* **Task to carry out**: The lines to be set down run from the line containing "Where can the yellow trim" through the final line of the data below; print them exactly and print nothing else.

╭─ Available records

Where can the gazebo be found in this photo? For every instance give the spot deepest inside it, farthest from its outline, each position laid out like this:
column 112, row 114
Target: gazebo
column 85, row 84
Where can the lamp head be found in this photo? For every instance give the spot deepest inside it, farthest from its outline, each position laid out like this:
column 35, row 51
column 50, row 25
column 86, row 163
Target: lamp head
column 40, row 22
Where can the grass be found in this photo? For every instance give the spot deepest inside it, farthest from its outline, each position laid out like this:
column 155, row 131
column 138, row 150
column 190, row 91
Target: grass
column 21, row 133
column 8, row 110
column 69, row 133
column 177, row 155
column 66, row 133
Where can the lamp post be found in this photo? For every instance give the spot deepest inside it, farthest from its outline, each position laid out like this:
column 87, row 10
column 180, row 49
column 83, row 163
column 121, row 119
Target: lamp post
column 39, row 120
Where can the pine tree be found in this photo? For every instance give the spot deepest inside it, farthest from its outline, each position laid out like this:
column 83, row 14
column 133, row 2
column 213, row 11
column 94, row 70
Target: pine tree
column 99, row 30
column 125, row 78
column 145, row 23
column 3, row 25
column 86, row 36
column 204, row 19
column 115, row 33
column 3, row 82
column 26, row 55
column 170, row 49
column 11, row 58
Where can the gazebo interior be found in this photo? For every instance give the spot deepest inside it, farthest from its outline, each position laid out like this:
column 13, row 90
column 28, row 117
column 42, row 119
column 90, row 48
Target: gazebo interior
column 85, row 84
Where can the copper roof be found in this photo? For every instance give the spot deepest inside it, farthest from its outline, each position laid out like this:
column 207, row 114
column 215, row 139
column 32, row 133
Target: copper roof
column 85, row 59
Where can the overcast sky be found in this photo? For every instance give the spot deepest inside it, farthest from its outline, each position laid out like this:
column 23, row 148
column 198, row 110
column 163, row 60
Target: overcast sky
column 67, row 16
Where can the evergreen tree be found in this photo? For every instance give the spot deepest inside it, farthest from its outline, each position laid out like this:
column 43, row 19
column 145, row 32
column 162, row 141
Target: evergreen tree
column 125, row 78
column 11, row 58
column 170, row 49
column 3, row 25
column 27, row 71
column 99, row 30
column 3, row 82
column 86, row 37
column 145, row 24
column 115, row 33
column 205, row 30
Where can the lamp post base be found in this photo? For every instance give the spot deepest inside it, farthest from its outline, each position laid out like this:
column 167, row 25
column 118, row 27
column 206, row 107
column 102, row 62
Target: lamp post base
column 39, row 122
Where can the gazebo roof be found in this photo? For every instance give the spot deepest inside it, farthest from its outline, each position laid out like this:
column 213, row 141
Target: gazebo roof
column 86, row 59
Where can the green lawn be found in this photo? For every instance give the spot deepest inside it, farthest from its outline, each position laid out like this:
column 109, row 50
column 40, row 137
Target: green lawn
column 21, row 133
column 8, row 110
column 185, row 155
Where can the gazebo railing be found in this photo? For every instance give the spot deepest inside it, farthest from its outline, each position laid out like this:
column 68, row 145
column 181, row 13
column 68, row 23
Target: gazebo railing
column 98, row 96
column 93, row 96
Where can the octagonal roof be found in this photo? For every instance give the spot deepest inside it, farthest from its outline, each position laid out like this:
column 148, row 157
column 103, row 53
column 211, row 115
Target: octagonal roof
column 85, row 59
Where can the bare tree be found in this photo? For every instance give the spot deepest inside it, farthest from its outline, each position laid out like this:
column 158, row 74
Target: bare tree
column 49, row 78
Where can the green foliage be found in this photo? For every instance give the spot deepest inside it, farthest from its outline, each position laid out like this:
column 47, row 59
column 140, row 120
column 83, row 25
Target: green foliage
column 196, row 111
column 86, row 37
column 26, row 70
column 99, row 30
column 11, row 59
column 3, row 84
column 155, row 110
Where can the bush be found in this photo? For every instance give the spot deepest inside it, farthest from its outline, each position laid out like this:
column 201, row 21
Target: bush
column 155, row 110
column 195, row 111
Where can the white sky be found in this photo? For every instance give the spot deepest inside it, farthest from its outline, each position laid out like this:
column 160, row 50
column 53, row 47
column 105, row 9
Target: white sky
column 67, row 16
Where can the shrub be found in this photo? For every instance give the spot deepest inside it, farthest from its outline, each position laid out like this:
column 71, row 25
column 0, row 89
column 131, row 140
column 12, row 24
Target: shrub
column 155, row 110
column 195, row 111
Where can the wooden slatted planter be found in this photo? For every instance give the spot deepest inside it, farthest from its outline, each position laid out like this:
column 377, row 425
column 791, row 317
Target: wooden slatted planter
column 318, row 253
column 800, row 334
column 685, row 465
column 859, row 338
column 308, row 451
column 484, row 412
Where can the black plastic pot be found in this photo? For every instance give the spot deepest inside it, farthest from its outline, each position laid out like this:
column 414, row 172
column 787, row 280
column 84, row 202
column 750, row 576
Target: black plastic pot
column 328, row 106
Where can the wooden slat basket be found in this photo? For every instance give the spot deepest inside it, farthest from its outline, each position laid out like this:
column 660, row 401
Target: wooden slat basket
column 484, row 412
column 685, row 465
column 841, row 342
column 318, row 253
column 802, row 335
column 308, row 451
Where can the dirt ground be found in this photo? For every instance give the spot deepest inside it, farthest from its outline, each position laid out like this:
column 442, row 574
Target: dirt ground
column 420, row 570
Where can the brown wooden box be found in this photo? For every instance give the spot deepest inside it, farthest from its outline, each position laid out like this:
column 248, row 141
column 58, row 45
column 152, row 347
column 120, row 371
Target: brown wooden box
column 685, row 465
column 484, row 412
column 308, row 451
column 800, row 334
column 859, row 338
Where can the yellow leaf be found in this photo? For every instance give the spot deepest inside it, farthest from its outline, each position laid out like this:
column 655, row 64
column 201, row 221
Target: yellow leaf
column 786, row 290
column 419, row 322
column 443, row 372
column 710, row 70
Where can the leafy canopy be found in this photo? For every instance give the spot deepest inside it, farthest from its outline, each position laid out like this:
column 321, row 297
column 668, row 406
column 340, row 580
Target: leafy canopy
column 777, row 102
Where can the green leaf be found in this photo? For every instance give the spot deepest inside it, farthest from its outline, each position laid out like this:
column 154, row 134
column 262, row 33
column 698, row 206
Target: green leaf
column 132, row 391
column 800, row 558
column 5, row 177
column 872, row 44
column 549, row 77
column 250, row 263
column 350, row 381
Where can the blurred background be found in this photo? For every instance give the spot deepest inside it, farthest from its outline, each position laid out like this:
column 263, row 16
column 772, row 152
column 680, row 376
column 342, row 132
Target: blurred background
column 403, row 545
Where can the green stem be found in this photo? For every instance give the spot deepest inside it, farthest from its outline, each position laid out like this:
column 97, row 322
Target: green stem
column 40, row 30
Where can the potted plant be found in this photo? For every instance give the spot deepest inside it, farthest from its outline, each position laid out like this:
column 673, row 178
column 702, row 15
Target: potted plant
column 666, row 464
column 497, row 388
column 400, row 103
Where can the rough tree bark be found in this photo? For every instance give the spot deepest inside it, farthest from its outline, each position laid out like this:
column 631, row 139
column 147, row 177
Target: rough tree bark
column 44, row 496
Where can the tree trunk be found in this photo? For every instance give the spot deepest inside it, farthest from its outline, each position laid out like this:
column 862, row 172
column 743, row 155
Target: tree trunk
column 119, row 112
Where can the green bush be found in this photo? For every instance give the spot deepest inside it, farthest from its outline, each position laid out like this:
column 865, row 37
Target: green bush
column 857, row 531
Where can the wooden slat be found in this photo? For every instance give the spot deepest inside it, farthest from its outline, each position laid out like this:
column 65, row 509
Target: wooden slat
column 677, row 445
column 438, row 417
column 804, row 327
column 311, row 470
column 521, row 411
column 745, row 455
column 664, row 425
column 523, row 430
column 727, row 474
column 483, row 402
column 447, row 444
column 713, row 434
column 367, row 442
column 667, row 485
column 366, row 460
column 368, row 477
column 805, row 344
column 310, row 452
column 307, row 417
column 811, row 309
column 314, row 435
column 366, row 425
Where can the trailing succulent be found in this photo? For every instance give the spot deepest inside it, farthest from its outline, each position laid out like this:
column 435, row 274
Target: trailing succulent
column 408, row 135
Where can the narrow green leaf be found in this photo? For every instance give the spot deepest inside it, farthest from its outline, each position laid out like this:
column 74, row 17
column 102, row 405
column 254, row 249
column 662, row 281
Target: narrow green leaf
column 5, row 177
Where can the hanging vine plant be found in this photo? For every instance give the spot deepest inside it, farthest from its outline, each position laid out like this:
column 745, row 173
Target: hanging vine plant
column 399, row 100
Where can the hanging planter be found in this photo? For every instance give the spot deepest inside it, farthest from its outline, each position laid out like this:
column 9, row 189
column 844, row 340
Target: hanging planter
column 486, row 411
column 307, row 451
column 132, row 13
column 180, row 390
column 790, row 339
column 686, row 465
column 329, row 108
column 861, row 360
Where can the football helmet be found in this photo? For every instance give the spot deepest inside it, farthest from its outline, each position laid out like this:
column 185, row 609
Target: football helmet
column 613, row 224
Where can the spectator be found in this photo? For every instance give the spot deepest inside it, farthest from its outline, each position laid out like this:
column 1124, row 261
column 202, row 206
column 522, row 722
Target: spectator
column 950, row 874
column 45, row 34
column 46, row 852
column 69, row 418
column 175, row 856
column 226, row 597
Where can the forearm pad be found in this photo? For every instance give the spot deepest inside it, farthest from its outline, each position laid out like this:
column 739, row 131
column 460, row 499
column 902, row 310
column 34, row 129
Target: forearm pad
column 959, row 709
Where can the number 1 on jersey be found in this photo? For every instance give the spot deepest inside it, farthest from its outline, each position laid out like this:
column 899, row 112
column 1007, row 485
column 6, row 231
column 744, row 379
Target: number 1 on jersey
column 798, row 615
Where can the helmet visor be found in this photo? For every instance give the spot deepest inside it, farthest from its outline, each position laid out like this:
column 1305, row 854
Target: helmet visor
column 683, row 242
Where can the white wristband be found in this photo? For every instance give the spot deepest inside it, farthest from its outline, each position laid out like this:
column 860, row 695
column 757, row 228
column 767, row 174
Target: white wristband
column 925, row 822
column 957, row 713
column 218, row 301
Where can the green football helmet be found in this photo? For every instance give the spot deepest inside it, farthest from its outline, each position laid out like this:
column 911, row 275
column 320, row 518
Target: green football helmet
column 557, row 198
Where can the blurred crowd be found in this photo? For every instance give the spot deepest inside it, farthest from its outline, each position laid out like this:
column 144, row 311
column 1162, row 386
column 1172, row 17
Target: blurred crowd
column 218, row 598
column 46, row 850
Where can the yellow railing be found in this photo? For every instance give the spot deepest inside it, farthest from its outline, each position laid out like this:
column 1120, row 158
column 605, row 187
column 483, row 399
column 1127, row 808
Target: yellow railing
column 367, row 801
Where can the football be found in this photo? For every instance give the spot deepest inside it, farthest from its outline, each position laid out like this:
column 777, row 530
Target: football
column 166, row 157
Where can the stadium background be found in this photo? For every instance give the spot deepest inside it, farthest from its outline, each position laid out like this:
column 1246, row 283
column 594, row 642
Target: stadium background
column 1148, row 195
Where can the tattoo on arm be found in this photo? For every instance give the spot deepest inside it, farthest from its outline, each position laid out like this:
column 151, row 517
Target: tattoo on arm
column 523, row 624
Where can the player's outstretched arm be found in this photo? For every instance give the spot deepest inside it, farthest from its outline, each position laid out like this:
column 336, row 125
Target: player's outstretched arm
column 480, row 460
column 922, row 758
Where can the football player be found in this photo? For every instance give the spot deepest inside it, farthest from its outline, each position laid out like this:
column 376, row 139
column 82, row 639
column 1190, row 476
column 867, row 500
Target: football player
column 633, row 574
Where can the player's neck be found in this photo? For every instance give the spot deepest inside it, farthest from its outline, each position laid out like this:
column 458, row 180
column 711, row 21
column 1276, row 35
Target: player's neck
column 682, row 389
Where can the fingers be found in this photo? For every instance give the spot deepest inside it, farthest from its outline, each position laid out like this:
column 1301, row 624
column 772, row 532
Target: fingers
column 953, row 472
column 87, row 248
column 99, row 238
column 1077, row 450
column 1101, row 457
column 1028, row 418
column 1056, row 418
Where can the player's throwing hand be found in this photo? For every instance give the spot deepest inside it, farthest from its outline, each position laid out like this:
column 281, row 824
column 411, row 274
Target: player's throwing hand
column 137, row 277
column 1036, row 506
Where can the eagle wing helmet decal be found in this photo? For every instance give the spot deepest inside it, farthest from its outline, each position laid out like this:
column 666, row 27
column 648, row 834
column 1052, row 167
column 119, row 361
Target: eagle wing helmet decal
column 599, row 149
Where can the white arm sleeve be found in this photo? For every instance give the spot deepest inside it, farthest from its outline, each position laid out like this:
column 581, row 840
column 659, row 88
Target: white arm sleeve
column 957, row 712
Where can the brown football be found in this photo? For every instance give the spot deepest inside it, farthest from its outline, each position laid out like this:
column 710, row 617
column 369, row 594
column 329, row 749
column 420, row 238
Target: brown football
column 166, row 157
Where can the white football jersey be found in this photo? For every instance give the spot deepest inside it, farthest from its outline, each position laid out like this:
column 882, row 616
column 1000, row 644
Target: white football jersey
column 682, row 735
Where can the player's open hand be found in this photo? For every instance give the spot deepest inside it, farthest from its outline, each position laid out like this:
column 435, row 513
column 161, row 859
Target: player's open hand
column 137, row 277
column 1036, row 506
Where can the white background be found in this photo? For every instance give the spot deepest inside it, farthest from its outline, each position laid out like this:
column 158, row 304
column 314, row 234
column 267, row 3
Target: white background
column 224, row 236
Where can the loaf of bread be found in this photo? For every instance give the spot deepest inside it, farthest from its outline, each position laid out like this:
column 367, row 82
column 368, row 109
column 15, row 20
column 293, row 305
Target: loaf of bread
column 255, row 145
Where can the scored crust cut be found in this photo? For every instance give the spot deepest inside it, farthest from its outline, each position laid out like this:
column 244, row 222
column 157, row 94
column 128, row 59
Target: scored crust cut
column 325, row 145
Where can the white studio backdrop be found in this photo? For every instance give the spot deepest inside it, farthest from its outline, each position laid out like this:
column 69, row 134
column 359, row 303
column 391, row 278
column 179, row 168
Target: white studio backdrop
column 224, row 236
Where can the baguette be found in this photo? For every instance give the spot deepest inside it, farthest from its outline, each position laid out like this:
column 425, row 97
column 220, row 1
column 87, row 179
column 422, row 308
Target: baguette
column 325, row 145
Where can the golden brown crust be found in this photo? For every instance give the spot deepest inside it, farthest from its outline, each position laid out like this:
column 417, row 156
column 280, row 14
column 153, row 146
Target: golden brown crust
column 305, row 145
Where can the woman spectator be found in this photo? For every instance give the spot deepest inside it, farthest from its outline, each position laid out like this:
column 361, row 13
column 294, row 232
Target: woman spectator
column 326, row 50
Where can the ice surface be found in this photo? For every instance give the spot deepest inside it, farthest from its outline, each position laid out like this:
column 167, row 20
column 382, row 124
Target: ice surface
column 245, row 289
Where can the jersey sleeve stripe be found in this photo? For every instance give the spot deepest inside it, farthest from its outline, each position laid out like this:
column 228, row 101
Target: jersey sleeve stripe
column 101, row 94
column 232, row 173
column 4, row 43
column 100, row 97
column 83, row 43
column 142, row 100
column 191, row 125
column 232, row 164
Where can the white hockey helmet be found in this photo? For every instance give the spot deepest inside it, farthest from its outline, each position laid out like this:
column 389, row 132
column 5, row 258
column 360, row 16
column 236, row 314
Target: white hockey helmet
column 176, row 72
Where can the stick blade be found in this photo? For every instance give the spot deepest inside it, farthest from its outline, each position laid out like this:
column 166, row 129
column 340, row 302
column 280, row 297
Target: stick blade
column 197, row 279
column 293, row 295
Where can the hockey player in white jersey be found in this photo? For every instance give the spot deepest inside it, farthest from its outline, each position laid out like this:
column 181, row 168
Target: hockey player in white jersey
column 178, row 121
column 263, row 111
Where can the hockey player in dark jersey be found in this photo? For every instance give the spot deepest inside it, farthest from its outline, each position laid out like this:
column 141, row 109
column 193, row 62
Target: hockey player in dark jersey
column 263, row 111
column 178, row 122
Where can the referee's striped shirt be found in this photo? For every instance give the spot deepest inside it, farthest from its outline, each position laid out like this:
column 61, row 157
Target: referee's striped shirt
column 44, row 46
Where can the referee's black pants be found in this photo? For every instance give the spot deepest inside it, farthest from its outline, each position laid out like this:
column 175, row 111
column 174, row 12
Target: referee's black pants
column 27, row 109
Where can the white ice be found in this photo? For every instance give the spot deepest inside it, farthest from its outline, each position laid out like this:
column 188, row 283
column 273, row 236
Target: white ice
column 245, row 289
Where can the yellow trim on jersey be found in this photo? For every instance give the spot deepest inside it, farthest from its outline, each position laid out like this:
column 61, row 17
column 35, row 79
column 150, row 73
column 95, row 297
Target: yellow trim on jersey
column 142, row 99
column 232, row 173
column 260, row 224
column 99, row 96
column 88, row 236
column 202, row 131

╰─

* **Task response**:
Where can the yellow trim on jersey be found in this photo? For every instance give the spot deepest inside it, farthest from its outline, each position laid out like this:
column 61, row 17
column 35, row 79
column 150, row 73
column 95, row 297
Target: yellow trim on jersey
column 142, row 99
column 232, row 173
column 260, row 224
column 99, row 96
column 88, row 236
column 202, row 131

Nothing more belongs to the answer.